J. Lyon-Caen et D.Ribard, spécialistes de l'histoire du livre et de l'écrit, considèrent les divers rapports de l'historien avec la littérature. Qu'advient-il quand il s'en empare pour comprendre une société du passé? Grande est la tentation de prendre les textes littéraires pour des sources où puiser une vérité sur une époque ; les auteures l'invitent à déplacer ce regard et à considérer les écrits comme des objets sociaux, – qu'ils soient de genre littéraire (théâtre, poésie, roman) ou non (tel le journal qui influença grandement les manières d'écrire à partir de 1830). Car tout texte s'inscrit dans le monde social de son temps et participe à sa production. Sa contextualisation est donc essentielle, un texte littéraire ne se comprenant que dans son époque politique, sociale, culturelle ; et pour lui poser des questions historiennes, l'historien doit l'étudier comme il le fait des statistiques. Les auteures destinent principalement leur ouvrage aux historiens contemporanéïstes qui ont beaucoup plus à faire avec les nombreuses formes de l'écrit que les modernistes ou les spécialistes d'histoire antique et médiévale.

Données extraites:
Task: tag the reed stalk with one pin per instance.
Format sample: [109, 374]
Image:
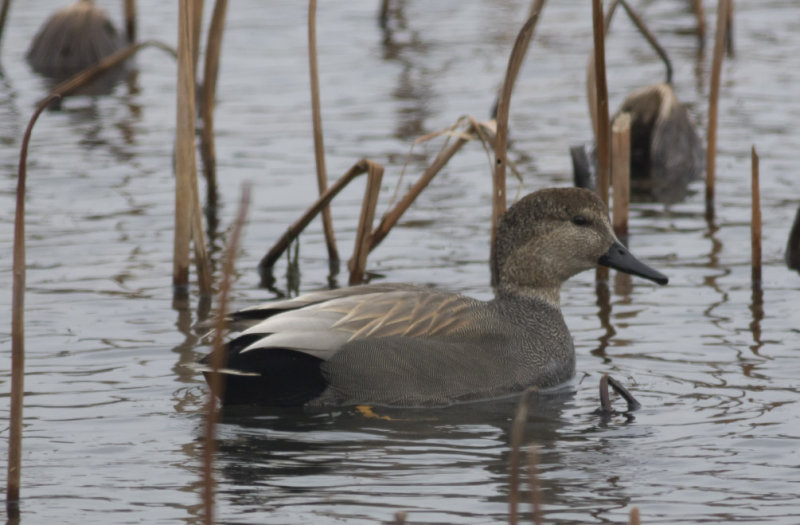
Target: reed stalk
[319, 145]
[391, 217]
[184, 150]
[3, 16]
[621, 172]
[81, 78]
[501, 140]
[697, 6]
[277, 249]
[755, 220]
[729, 47]
[208, 101]
[18, 326]
[713, 98]
[218, 357]
[533, 482]
[130, 20]
[517, 431]
[188, 216]
[601, 111]
[648, 35]
[363, 240]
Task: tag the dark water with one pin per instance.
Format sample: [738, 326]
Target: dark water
[113, 419]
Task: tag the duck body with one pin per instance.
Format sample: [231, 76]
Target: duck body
[406, 345]
[397, 345]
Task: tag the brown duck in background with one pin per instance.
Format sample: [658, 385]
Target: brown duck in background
[666, 151]
[792, 255]
[73, 39]
[404, 345]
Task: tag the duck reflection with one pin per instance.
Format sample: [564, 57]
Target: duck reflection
[453, 461]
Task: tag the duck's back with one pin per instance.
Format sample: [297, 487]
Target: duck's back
[397, 345]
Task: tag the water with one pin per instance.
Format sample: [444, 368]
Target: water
[113, 420]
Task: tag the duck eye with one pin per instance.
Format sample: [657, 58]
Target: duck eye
[580, 220]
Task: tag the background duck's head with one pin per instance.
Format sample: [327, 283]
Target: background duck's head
[551, 235]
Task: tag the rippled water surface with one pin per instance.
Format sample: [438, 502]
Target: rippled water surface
[113, 419]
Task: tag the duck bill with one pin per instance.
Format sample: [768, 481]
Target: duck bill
[619, 258]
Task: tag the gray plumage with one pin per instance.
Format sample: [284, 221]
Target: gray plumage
[406, 345]
[666, 152]
[73, 39]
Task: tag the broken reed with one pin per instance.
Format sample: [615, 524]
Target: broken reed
[697, 7]
[755, 220]
[130, 20]
[18, 326]
[208, 100]
[648, 35]
[601, 110]
[218, 357]
[500, 147]
[3, 16]
[517, 433]
[374, 173]
[188, 216]
[713, 98]
[81, 78]
[319, 145]
[621, 171]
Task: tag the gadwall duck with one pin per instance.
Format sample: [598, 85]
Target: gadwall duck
[792, 255]
[404, 345]
[666, 152]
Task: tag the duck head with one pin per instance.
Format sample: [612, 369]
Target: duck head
[552, 234]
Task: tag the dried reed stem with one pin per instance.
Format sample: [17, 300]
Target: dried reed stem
[197, 29]
[391, 217]
[274, 253]
[319, 146]
[130, 20]
[18, 326]
[188, 216]
[621, 172]
[729, 31]
[79, 79]
[210, 73]
[601, 111]
[218, 357]
[755, 220]
[649, 36]
[517, 431]
[3, 16]
[713, 97]
[697, 5]
[500, 146]
[634, 516]
[363, 240]
[533, 482]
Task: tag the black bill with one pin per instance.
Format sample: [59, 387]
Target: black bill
[619, 258]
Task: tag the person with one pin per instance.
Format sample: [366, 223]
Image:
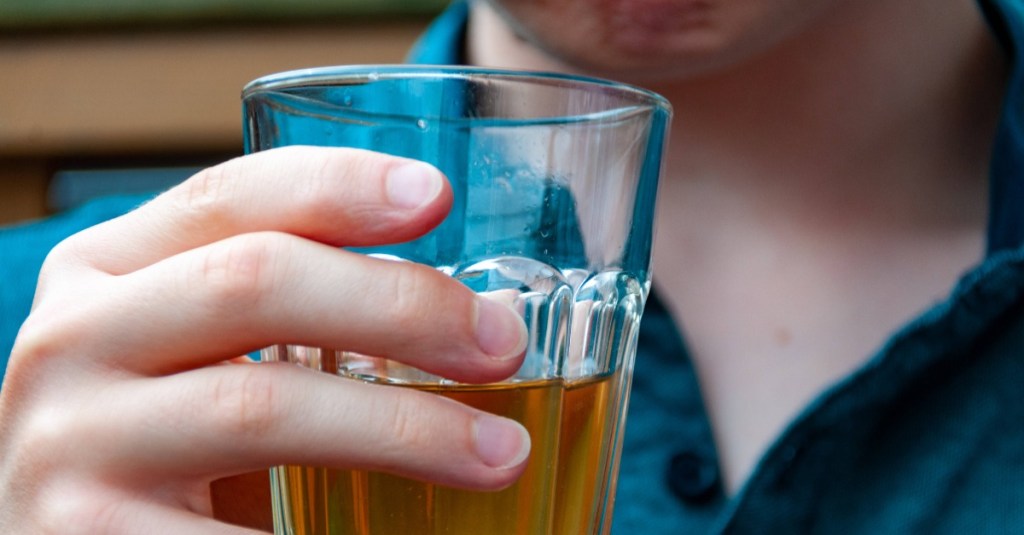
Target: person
[841, 238]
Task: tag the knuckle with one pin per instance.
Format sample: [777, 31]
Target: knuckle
[237, 274]
[407, 298]
[404, 423]
[205, 193]
[71, 507]
[243, 403]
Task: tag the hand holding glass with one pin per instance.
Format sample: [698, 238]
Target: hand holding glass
[554, 179]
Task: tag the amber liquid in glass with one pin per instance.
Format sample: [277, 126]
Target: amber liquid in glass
[565, 489]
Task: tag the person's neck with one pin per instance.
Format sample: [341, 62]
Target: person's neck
[877, 97]
[820, 196]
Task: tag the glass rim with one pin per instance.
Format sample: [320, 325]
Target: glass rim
[334, 75]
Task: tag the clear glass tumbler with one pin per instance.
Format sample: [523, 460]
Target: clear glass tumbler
[554, 179]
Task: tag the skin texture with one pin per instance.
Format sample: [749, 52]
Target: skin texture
[123, 403]
[826, 179]
[823, 189]
[649, 40]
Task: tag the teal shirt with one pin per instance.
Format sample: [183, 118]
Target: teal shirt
[927, 437]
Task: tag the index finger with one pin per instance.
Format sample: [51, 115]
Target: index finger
[331, 195]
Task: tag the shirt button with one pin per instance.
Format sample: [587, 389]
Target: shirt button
[692, 478]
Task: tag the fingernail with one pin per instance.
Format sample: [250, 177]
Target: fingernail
[501, 443]
[500, 331]
[413, 184]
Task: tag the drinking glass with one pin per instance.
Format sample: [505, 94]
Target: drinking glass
[554, 179]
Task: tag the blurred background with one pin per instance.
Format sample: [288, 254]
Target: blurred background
[133, 95]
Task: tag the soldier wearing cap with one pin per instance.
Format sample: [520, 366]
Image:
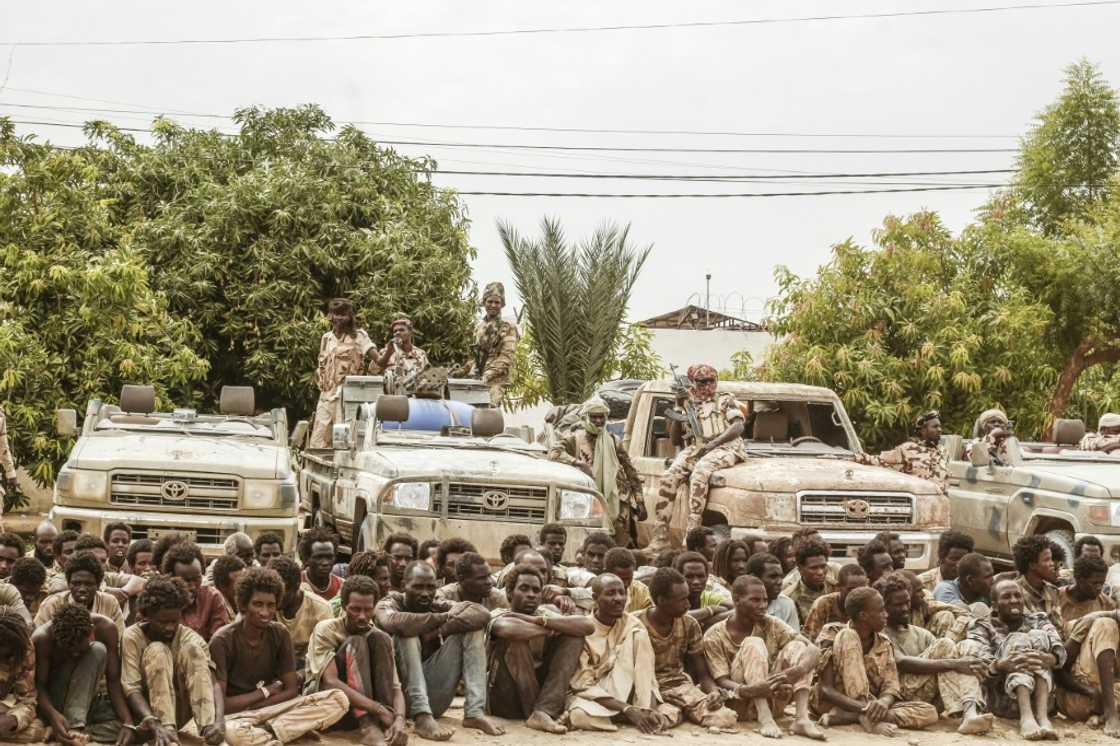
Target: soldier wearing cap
[401, 360]
[922, 456]
[1107, 437]
[717, 446]
[343, 351]
[495, 344]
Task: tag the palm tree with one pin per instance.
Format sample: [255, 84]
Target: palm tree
[575, 299]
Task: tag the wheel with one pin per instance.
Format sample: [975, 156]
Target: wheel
[1064, 539]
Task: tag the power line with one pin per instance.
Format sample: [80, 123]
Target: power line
[719, 195]
[614, 148]
[567, 29]
[524, 128]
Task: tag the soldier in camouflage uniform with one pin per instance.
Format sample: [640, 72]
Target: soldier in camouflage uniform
[717, 446]
[1107, 437]
[343, 351]
[922, 457]
[600, 455]
[401, 360]
[495, 344]
[6, 464]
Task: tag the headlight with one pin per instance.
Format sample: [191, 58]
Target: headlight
[410, 495]
[578, 505]
[260, 494]
[82, 484]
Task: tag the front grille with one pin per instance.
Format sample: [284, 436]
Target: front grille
[203, 493]
[837, 509]
[198, 534]
[465, 501]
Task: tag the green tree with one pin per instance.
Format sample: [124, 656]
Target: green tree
[1070, 155]
[78, 317]
[633, 357]
[575, 299]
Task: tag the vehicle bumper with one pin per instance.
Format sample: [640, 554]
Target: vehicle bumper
[210, 531]
[922, 546]
[1110, 541]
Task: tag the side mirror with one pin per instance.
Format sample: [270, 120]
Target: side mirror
[298, 435]
[341, 437]
[978, 454]
[66, 422]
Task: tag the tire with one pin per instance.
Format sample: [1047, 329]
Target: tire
[1064, 539]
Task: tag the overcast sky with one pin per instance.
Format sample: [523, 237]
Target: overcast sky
[951, 81]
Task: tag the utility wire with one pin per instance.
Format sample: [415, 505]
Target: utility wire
[565, 29]
[522, 128]
[609, 148]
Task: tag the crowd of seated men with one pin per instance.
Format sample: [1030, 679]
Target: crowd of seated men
[109, 640]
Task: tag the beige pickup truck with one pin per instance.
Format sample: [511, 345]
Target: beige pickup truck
[183, 472]
[802, 471]
[1051, 488]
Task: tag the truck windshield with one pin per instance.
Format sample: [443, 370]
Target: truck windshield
[217, 426]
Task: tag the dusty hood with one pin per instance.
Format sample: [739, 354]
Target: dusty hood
[475, 465]
[791, 475]
[177, 453]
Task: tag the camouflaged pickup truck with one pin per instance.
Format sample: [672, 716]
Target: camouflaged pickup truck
[1050, 488]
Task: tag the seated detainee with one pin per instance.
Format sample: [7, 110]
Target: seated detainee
[829, 607]
[205, 612]
[534, 651]
[438, 644]
[166, 670]
[1088, 683]
[706, 606]
[1022, 650]
[619, 562]
[18, 721]
[764, 661]
[348, 653]
[255, 670]
[859, 678]
[224, 572]
[768, 569]
[77, 673]
[299, 609]
[678, 644]
[29, 578]
[475, 584]
[931, 669]
[614, 681]
[83, 575]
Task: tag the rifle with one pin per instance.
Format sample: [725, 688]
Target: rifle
[689, 417]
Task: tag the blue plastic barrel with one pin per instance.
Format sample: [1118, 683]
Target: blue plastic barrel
[434, 415]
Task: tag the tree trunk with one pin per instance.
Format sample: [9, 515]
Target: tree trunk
[1088, 353]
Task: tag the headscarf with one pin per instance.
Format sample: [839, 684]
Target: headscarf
[605, 458]
[703, 371]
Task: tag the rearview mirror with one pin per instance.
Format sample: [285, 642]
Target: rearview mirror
[298, 435]
[978, 454]
[66, 422]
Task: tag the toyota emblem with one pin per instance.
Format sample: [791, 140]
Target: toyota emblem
[175, 490]
[494, 500]
[858, 510]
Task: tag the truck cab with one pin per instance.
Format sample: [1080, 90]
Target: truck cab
[204, 476]
[802, 469]
[439, 467]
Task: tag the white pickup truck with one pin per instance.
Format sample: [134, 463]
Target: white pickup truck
[202, 475]
[437, 468]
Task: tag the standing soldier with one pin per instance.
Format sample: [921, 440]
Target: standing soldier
[718, 445]
[343, 351]
[600, 455]
[7, 464]
[923, 456]
[495, 343]
[401, 360]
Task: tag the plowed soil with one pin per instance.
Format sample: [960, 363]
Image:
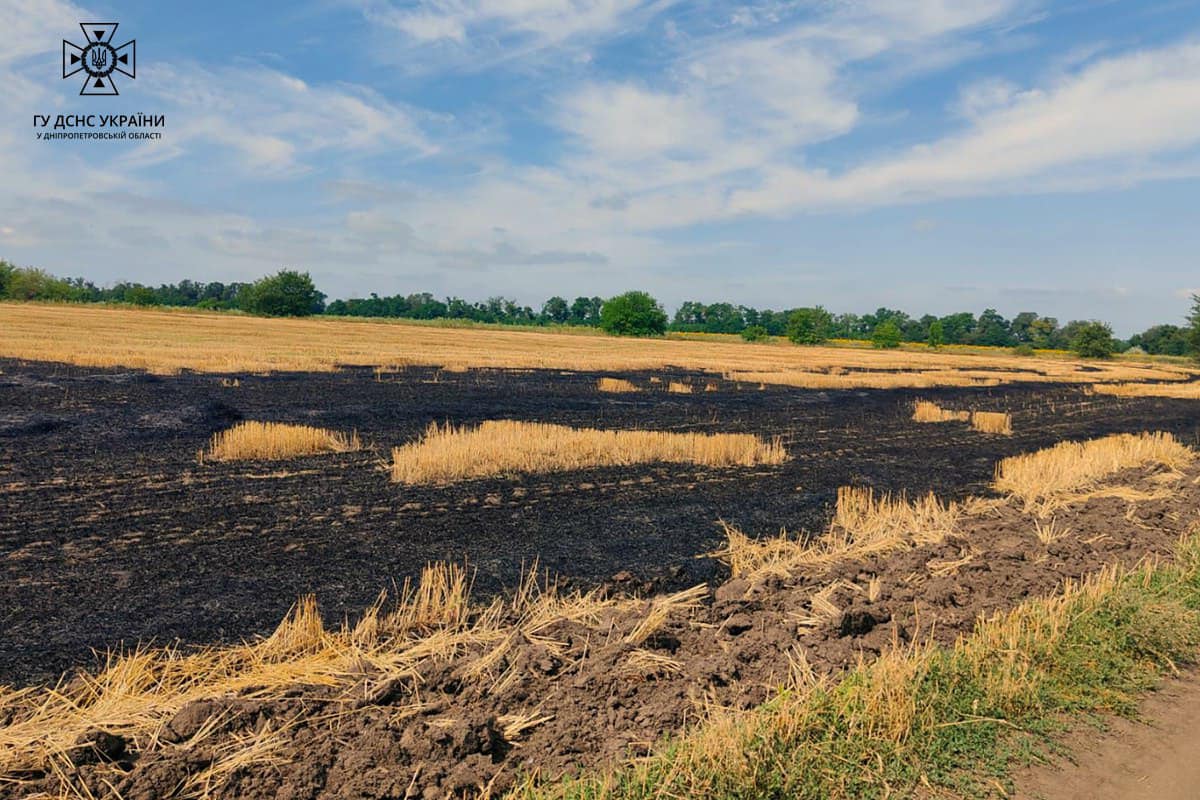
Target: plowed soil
[442, 733]
[111, 530]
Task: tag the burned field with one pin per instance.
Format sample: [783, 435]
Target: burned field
[113, 530]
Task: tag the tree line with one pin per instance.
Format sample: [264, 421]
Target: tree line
[293, 294]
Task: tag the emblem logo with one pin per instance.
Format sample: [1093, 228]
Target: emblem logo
[99, 59]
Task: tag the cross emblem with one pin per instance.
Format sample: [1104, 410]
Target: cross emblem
[99, 60]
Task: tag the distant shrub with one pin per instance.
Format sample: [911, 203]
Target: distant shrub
[24, 283]
[285, 294]
[1093, 341]
[634, 313]
[809, 325]
[886, 335]
[755, 334]
[936, 334]
[1194, 326]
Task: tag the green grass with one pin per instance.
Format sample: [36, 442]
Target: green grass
[935, 721]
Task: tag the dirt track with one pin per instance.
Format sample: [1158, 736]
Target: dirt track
[1153, 758]
[111, 530]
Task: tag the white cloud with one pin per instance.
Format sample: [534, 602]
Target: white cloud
[273, 121]
[547, 22]
[1133, 107]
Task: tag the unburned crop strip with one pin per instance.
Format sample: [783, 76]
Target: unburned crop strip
[924, 720]
[616, 385]
[136, 695]
[929, 411]
[168, 341]
[1050, 477]
[274, 440]
[1180, 391]
[448, 453]
[993, 422]
[863, 523]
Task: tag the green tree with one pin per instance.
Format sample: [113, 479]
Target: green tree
[27, 283]
[634, 313]
[809, 325]
[991, 330]
[755, 334]
[285, 294]
[556, 310]
[936, 334]
[886, 335]
[1194, 326]
[1163, 340]
[1093, 340]
[6, 272]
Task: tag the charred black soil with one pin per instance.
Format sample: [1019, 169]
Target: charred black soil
[112, 531]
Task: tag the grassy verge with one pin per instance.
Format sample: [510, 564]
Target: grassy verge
[931, 721]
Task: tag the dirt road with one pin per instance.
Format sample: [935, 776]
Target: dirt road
[1157, 758]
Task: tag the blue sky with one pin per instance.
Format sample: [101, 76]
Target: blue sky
[934, 156]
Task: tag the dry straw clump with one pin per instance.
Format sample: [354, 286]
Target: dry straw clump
[617, 385]
[1056, 475]
[929, 411]
[262, 440]
[137, 693]
[863, 523]
[993, 422]
[447, 453]
[1180, 391]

Consigne: Prolongez le texte consacré à l'historien face à la littérature au-delà de sa dernière phrase. Les données ne servent à rien ici.

Réponse attendue:
Ces derniers disposent de textes peu nombreux et uniquement estampillés "littéraires" (vies de saints, épopées, discours politiques...) car alors l'oral rhétorique restait prédominant. En revanche, depuis la Révolution l'écrit s'est répandu, ses formes se sont nettement différenciées, et ses publics se sont multipliés si l'on considère l'histoire contemporaine.
L'historicité des textes mérite interrogation : beaucoup n'ont pas été conçus comme "littéraires" mais ont été littérarisés, chargés de valeur par leur transmission. De même, chaque texte littéraire ne donne pas seulement une image du passé, il en porte aussi les marques : conditions d'écriture, de production, de diffusion, de lecture... Enfin, un texte reflète les comportements et les représentations collectives, mais il les influence également.
L'historien vit souvent une situation paradoxale : tenté de prendre les textes littéraires pour des sources "prêtes à consommer" sur le passé, il s'en méfie cependant en raison de la subjectivité de l'écrivain, de son immersion dans l'événement narré comme de son imagination et de sa part de "génie" irréductible à l'histoire. Or, les témoignages, par exemple, restent souvent incontournables : pour l'historien contemporanéïste la littérature soviétique demeure le seul moyen de comprendre le Goulag.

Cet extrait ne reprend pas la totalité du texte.